Stored data:
══════════════════════════════

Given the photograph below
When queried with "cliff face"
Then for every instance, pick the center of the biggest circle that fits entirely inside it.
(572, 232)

══════════════════════════════

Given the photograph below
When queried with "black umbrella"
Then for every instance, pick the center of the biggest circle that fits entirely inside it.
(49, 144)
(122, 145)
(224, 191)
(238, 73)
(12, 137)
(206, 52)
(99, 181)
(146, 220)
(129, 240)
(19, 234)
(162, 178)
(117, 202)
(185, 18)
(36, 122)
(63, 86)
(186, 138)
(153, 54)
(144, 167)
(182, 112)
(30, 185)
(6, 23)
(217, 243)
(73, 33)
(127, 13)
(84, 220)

══════════════════════════════

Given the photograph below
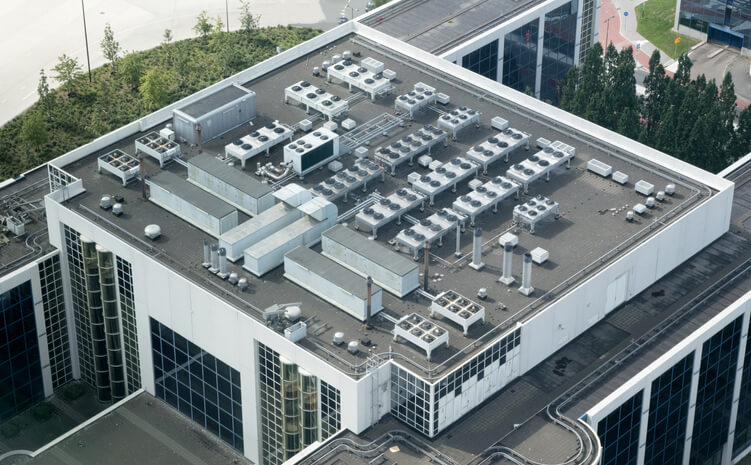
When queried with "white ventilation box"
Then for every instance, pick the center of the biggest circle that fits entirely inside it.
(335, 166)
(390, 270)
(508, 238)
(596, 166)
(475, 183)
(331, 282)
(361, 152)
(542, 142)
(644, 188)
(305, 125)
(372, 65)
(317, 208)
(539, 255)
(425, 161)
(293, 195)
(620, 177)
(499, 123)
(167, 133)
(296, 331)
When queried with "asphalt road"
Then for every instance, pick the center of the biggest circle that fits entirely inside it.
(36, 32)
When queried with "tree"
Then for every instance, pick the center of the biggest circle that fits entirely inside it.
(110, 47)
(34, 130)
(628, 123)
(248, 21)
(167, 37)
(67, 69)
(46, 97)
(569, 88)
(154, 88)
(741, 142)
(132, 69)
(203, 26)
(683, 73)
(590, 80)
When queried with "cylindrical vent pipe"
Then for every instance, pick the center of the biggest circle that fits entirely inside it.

══════════════════════════════

Could you filter the material above and copy each line that holds the word "with"?

When queried with "cliff face"
When queried with "black umbrella"
When queried with "white ventilation box"
When queried with "asphalt road"
When queried with "tree"
When queried with "cylindrical vent pipe"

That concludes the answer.